SHORT TASK — Starting from the line containing "dark car, written as integer pixel values.", write out the rest of the entries exactly, through the final line, including nothing else.

INFORMATION GIVEN —
--------------------------------------------------
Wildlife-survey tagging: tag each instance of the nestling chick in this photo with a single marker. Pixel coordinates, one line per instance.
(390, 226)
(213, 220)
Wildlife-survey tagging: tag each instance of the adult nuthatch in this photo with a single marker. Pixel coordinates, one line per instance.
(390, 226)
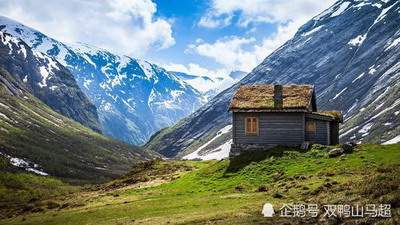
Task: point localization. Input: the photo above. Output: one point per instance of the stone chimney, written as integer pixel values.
(278, 96)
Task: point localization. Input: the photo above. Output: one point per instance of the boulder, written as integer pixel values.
(336, 152)
(347, 147)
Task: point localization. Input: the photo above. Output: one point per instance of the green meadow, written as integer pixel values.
(214, 192)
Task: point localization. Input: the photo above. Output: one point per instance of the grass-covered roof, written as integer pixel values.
(261, 96)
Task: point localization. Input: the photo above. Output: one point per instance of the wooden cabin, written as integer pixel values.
(267, 115)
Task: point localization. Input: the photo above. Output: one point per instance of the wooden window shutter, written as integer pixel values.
(251, 125)
(311, 127)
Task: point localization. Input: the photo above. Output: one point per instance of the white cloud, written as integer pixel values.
(195, 69)
(123, 26)
(228, 52)
(212, 21)
(264, 11)
(236, 53)
(242, 53)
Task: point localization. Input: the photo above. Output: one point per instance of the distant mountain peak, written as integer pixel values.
(134, 97)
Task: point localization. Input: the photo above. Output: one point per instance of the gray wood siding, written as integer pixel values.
(321, 134)
(274, 128)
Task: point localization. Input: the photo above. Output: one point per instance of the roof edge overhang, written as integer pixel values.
(318, 116)
(270, 110)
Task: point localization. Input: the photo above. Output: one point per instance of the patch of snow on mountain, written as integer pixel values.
(395, 104)
(382, 15)
(359, 77)
(341, 92)
(221, 152)
(348, 132)
(45, 74)
(312, 31)
(365, 129)
(24, 164)
(147, 68)
(392, 141)
(394, 43)
(196, 155)
(357, 41)
(4, 116)
(341, 9)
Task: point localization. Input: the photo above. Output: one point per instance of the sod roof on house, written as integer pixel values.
(261, 96)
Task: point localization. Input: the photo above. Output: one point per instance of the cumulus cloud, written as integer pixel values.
(195, 69)
(245, 53)
(123, 26)
(263, 11)
(238, 53)
(228, 51)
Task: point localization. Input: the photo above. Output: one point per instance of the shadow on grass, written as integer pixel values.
(239, 162)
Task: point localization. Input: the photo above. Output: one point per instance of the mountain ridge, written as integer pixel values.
(359, 35)
(134, 98)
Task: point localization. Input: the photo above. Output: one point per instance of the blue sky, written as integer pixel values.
(202, 37)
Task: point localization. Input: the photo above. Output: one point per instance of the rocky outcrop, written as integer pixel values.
(47, 80)
(350, 52)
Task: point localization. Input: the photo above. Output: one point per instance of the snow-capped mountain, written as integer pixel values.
(134, 98)
(350, 52)
(47, 80)
(210, 86)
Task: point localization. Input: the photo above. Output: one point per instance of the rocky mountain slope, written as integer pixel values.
(350, 52)
(48, 80)
(40, 140)
(134, 98)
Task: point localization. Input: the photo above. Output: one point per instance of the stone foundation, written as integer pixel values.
(237, 149)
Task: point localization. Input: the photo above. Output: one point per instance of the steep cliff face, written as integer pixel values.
(47, 80)
(36, 138)
(350, 52)
(134, 98)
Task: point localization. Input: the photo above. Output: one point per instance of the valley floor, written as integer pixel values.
(229, 191)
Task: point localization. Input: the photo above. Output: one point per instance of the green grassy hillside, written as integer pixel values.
(233, 191)
(59, 146)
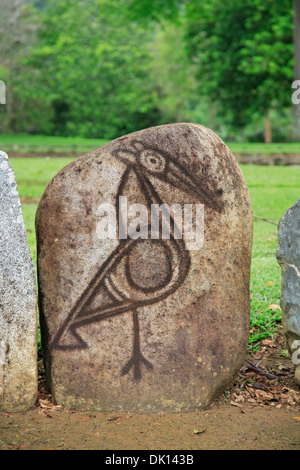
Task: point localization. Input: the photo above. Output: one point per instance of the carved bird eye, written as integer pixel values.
(153, 161)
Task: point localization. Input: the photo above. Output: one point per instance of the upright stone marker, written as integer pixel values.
(135, 316)
(18, 312)
(288, 256)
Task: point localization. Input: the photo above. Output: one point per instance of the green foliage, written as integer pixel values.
(104, 68)
(244, 51)
(94, 71)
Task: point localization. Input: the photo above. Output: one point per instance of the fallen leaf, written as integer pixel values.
(199, 431)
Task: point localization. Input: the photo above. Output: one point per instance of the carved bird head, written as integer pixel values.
(147, 160)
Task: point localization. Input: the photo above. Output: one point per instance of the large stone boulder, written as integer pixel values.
(138, 315)
(18, 309)
(288, 256)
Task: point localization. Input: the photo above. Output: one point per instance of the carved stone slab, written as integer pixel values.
(18, 312)
(144, 249)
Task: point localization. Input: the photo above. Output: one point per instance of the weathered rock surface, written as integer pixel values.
(18, 312)
(288, 256)
(150, 323)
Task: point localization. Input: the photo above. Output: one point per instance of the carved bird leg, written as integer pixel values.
(137, 357)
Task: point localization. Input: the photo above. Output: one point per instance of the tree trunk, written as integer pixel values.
(295, 129)
(268, 129)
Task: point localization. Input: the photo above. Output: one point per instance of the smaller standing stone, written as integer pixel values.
(18, 314)
(288, 256)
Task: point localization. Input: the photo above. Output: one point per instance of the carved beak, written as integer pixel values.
(178, 177)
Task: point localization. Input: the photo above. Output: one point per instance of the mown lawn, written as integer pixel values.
(52, 144)
(272, 189)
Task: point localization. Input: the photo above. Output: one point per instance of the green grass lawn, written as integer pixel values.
(272, 189)
(41, 143)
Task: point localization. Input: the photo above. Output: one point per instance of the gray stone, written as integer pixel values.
(288, 255)
(145, 324)
(18, 312)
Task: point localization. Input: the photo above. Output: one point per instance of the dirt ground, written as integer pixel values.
(260, 412)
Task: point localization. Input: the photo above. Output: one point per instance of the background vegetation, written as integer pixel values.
(103, 68)
(81, 72)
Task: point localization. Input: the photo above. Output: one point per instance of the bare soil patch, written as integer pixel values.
(261, 411)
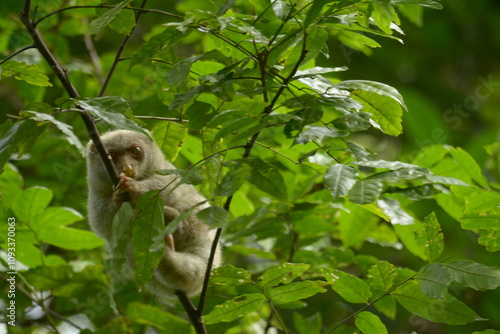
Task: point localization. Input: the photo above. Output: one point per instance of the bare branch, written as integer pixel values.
(32, 46)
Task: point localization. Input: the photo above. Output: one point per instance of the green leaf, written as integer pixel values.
(8, 142)
(152, 316)
(121, 232)
(384, 14)
(469, 165)
(66, 129)
(374, 87)
(393, 165)
(110, 109)
(353, 122)
(355, 224)
(281, 8)
(310, 325)
(393, 210)
(235, 308)
(434, 280)
(180, 71)
(213, 216)
(31, 202)
(355, 40)
(155, 44)
(319, 134)
(386, 112)
(406, 234)
(339, 179)
(182, 98)
(229, 275)
(282, 274)
(222, 6)
(424, 3)
(314, 12)
(474, 275)
(267, 178)
(401, 174)
(490, 239)
(369, 323)
(295, 291)
(233, 179)
(448, 310)
(481, 220)
(70, 238)
(349, 287)
(123, 22)
(97, 25)
(169, 136)
(381, 275)
(199, 114)
(22, 71)
(430, 238)
(147, 238)
(365, 191)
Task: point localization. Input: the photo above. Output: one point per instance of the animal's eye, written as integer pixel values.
(136, 151)
(112, 154)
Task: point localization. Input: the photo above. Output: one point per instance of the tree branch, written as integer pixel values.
(120, 50)
(32, 46)
(107, 6)
(70, 89)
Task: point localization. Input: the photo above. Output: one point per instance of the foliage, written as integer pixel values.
(243, 95)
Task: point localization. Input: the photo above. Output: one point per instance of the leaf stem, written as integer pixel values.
(372, 302)
(31, 46)
(120, 50)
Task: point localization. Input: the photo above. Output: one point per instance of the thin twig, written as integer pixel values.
(70, 89)
(157, 11)
(196, 319)
(167, 119)
(387, 293)
(32, 46)
(94, 57)
(120, 50)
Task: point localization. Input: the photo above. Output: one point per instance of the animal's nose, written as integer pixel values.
(129, 170)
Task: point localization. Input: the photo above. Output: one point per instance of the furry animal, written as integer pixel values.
(136, 158)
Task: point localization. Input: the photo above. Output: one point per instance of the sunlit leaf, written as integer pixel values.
(474, 275)
(382, 275)
(213, 216)
(110, 109)
(66, 129)
(374, 87)
(152, 316)
(434, 280)
(447, 310)
(386, 112)
(295, 291)
(229, 275)
(351, 288)
(482, 220)
(169, 136)
(392, 209)
(22, 71)
(369, 323)
(97, 25)
(31, 202)
(235, 308)
(282, 274)
(430, 237)
(147, 241)
(339, 179)
(365, 191)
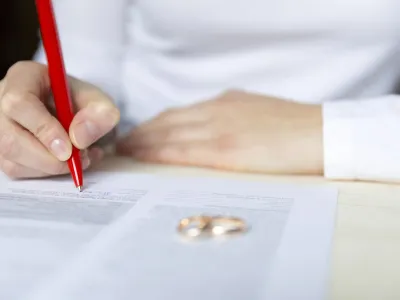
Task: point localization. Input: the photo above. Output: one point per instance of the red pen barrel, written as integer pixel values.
(58, 79)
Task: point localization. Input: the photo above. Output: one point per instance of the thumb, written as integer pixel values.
(96, 114)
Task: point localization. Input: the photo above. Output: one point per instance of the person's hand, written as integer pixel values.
(32, 141)
(237, 131)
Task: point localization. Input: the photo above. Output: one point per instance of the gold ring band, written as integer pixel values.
(221, 225)
(196, 226)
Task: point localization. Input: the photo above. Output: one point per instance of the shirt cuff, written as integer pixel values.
(360, 139)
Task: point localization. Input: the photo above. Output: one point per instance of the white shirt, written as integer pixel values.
(154, 54)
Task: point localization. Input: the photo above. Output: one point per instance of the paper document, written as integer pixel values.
(118, 239)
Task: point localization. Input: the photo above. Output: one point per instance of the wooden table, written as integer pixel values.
(366, 254)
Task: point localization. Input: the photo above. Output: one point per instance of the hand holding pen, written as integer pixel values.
(33, 142)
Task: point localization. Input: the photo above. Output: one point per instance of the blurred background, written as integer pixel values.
(18, 32)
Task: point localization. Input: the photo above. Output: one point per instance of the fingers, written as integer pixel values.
(201, 154)
(20, 146)
(178, 116)
(168, 135)
(22, 103)
(15, 170)
(93, 122)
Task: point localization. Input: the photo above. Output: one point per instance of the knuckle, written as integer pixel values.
(168, 114)
(9, 168)
(7, 144)
(46, 129)
(12, 101)
(58, 168)
(226, 142)
(24, 65)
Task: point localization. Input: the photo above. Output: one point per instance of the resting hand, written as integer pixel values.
(32, 141)
(237, 131)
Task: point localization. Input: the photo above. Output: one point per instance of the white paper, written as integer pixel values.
(285, 255)
(45, 223)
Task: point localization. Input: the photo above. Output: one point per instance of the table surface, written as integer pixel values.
(366, 249)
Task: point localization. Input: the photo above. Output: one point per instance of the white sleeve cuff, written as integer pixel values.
(361, 139)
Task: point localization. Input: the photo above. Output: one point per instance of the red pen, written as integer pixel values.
(58, 80)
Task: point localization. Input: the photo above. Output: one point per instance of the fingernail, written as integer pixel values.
(60, 149)
(86, 133)
(85, 162)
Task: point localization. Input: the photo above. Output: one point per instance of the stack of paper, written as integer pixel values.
(118, 239)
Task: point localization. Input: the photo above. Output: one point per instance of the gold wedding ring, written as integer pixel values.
(197, 226)
(194, 226)
(221, 225)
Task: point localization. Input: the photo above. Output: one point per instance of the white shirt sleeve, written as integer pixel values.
(362, 139)
(92, 39)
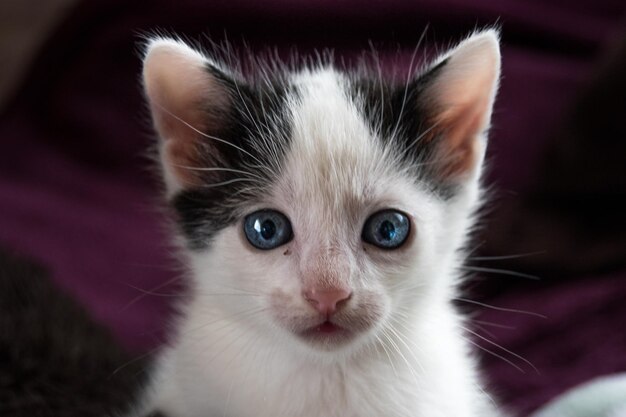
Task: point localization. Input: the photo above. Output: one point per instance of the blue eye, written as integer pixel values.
(267, 229)
(387, 229)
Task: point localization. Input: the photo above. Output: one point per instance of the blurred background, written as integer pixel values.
(548, 266)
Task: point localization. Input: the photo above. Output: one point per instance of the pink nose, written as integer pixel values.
(327, 301)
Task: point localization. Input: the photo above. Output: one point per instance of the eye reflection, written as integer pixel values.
(386, 229)
(267, 229)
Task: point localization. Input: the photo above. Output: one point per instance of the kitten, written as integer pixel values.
(323, 216)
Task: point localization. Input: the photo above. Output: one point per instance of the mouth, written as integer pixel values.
(327, 334)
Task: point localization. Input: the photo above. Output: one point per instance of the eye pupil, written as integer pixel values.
(268, 229)
(387, 230)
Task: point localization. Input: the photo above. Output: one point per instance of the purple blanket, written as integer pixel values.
(76, 191)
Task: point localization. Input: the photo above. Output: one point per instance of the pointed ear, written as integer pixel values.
(188, 99)
(457, 96)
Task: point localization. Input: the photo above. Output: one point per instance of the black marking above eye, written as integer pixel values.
(386, 229)
(267, 229)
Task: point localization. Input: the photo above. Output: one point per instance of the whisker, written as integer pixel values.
(503, 257)
(500, 271)
(526, 361)
(507, 310)
(495, 355)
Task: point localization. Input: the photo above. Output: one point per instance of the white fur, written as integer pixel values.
(234, 357)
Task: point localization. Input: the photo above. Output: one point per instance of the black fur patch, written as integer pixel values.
(257, 113)
(401, 111)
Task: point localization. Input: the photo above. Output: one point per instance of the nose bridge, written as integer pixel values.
(327, 267)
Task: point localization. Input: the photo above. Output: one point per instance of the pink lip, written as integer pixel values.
(327, 327)
(327, 332)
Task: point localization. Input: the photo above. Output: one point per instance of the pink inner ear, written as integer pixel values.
(463, 95)
(181, 93)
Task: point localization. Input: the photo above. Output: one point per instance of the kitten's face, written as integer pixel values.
(323, 208)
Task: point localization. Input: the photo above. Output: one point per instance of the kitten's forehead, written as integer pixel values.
(335, 165)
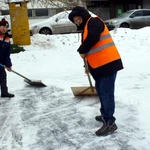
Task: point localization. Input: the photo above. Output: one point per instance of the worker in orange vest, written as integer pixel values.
(4, 58)
(104, 61)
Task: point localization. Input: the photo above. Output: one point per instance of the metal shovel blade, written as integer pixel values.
(37, 83)
(84, 91)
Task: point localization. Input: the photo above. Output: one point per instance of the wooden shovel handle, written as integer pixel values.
(87, 70)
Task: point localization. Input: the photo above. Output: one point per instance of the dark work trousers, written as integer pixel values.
(105, 87)
(3, 81)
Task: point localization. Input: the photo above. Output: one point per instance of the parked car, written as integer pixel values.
(56, 24)
(134, 19)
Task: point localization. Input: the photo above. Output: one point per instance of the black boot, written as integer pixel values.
(100, 119)
(106, 129)
(7, 95)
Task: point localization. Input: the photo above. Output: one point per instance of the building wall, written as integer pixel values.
(146, 4)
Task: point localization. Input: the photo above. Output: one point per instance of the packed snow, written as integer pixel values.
(52, 118)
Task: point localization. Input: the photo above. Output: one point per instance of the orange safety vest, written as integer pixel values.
(7, 39)
(104, 51)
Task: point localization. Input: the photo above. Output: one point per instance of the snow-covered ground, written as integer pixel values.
(51, 118)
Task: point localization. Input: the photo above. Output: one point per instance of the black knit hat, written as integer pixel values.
(3, 22)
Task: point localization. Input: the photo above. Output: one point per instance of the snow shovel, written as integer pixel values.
(37, 83)
(84, 90)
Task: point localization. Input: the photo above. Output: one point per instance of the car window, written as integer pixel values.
(137, 14)
(146, 13)
(63, 16)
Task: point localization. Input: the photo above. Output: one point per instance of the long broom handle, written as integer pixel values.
(87, 70)
(15, 72)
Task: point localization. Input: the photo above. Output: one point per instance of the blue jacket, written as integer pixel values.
(5, 51)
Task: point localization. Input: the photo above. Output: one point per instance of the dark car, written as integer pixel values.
(134, 19)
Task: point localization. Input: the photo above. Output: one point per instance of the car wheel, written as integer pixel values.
(124, 25)
(45, 31)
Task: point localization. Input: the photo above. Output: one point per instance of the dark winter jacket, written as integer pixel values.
(95, 28)
(5, 50)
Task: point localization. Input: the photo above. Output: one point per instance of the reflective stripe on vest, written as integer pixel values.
(104, 51)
--------------------------------------------------
WORKED SOLUTION —
Task: point localization. Input: the photo above. Output: one point per instance of the dark car, written as integer pixel values.
(134, 19)
Task: point localization. Input: the photo above. Output: one point per instance of the car wheel, written as integer pixel values.
(124, 25)
(45, 31)
Task: point localization. Input: the photo above. Output: one point per instance of the dark winter jacket, written as integer pixel values.
(95, 28)
(5, 50)
Task: point localization. Input: the photo above. Output: one point per instance of the reflective stripe on vest, written as integer pixel values.
(104, 51)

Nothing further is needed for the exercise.